Records for the exercise
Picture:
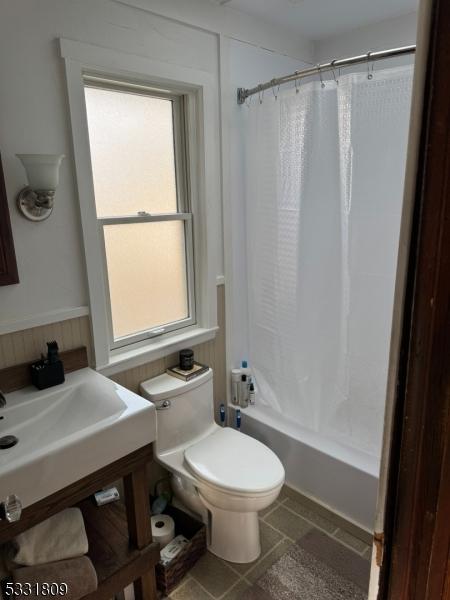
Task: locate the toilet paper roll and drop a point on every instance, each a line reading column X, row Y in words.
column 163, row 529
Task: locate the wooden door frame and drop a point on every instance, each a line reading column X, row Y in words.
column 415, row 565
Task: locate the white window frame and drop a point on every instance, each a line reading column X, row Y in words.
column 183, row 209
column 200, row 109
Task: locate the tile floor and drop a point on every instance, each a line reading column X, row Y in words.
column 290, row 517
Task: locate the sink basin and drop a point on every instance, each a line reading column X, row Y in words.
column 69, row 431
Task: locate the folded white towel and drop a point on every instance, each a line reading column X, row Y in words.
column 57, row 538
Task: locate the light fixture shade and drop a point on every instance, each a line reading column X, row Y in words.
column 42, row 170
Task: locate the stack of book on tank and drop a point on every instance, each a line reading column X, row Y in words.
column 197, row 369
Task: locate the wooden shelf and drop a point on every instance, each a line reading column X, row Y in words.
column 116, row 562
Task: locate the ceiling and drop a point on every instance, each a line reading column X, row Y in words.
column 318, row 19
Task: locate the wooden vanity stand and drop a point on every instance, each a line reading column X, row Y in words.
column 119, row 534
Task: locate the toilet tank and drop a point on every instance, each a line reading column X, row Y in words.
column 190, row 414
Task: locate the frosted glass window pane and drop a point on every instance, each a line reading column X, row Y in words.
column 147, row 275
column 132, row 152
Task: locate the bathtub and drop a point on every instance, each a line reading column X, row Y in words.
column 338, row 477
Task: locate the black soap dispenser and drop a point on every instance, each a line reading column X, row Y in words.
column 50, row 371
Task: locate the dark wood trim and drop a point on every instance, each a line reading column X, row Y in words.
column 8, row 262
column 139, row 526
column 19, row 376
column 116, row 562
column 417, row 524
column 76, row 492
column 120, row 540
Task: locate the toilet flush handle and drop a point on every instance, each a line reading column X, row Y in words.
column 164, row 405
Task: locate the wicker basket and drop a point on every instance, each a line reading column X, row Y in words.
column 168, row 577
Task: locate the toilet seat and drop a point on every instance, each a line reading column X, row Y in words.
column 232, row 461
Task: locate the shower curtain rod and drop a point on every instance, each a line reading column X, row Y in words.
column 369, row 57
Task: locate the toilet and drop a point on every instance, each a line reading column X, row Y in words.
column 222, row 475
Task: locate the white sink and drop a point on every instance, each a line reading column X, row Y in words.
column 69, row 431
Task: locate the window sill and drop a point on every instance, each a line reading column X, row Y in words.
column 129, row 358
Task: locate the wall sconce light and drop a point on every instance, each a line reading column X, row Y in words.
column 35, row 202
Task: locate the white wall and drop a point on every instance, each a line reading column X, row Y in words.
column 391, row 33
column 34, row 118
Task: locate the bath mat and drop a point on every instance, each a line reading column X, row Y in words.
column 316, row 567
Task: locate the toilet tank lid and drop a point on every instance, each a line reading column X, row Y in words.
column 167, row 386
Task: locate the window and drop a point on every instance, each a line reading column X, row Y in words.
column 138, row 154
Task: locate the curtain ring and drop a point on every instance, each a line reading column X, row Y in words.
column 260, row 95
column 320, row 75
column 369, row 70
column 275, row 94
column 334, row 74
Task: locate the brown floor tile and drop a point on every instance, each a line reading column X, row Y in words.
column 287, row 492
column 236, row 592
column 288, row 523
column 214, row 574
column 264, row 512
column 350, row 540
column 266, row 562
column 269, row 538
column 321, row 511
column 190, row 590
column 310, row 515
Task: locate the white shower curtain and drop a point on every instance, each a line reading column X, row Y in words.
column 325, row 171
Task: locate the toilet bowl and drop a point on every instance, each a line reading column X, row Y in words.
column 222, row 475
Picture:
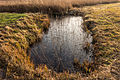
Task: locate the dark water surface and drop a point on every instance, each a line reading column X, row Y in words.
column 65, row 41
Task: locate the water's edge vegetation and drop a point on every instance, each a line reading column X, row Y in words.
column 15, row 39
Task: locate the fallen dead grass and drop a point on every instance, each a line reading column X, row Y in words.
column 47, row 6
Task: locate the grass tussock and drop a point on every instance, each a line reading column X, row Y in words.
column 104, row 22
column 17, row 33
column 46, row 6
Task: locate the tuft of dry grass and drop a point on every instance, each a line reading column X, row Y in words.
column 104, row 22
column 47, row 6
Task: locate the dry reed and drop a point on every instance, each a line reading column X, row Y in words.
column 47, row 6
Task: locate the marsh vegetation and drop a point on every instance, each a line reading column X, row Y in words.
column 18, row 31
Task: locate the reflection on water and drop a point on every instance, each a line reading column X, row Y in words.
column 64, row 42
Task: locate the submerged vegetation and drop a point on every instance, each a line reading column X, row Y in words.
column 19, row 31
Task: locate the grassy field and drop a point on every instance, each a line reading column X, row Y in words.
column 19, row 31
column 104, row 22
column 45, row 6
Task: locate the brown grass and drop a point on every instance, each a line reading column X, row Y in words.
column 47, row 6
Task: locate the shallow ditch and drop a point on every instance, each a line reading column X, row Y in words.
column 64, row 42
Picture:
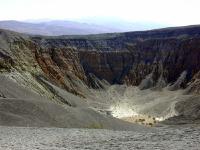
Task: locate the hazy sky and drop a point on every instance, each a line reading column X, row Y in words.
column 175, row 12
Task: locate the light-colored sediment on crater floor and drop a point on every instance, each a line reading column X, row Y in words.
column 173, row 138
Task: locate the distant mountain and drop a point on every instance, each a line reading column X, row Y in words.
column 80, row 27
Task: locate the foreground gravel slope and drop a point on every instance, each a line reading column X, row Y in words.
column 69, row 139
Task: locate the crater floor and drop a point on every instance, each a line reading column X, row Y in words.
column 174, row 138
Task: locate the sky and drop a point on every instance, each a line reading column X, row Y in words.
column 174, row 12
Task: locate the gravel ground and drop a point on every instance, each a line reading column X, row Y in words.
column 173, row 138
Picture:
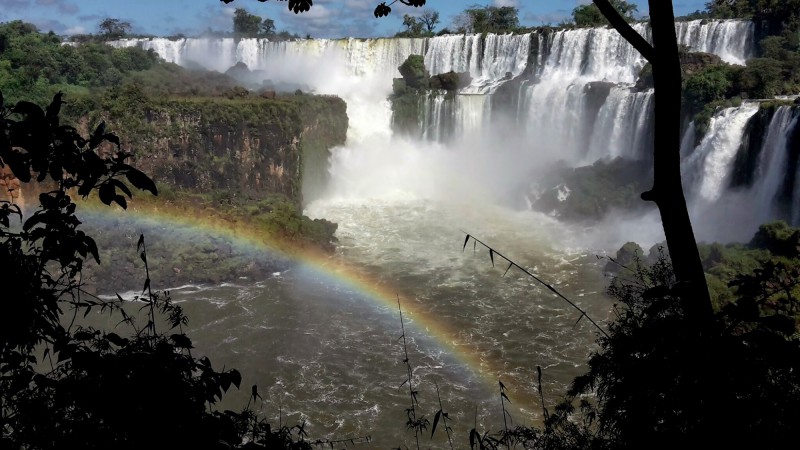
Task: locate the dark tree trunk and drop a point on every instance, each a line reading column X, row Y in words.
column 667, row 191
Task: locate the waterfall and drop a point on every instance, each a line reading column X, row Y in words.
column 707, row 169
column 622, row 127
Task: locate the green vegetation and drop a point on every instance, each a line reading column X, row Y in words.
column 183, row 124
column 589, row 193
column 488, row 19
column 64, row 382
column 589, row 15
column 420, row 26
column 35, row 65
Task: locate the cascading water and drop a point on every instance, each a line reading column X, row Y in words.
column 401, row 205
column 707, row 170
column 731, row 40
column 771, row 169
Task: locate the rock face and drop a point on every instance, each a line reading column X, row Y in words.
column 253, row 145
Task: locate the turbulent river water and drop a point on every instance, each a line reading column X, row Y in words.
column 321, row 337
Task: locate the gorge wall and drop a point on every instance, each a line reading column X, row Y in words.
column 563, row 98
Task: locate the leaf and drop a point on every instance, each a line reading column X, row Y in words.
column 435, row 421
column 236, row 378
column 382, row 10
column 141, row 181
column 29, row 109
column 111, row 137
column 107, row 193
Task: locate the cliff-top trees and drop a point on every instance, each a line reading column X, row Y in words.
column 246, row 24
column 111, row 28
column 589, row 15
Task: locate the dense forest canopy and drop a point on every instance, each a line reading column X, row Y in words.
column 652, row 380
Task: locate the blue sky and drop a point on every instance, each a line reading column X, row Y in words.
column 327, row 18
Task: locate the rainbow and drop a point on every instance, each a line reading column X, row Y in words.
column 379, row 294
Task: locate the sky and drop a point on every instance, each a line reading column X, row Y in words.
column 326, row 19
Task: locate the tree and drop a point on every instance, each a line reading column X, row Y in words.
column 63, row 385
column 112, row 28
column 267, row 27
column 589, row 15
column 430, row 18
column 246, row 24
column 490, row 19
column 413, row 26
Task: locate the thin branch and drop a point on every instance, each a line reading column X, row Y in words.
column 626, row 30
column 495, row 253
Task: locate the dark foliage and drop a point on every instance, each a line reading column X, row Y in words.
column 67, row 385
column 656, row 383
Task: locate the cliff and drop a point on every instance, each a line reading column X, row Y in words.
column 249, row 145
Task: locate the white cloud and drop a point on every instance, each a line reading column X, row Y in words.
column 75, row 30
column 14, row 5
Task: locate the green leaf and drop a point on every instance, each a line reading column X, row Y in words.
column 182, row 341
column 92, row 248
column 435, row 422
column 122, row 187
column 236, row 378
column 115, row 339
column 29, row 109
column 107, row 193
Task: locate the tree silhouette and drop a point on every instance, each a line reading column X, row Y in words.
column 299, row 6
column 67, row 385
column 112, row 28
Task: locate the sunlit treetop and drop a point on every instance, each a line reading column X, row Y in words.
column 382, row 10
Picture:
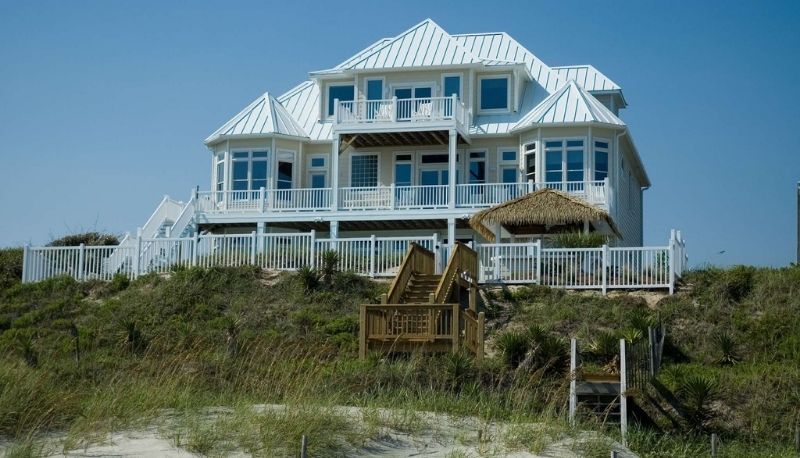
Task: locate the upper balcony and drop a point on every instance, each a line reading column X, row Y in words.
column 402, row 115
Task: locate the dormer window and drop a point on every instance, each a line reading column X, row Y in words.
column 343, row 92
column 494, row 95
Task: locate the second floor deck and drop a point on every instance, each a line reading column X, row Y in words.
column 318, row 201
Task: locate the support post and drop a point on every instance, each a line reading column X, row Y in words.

Set problem
Copy the rows above word for word, from the line with "Task: locate the shower" up to and including the line with "column 35, row 202".

Answer for this exercise
Task: locate the shower curtain rod and drop a point on every instance, each a line reading column X, row Y in words.
column 369, row 57
Task: locate the toilet and drop a point on every instance, each a line reading column X, row Y in words.
column 222, row 475
Task: locate the white sink and drop a point on every instance, each a line reading column X, row Y in words.
column 69, row 431
Task: locate the window sill and drop a point on every instance, each a line reading column X, row Y in words.
column 129, row 358
Task: locate the wall sconce light and drop a point on every instance, each a line reading column X, row Y in words.
column 35, row 202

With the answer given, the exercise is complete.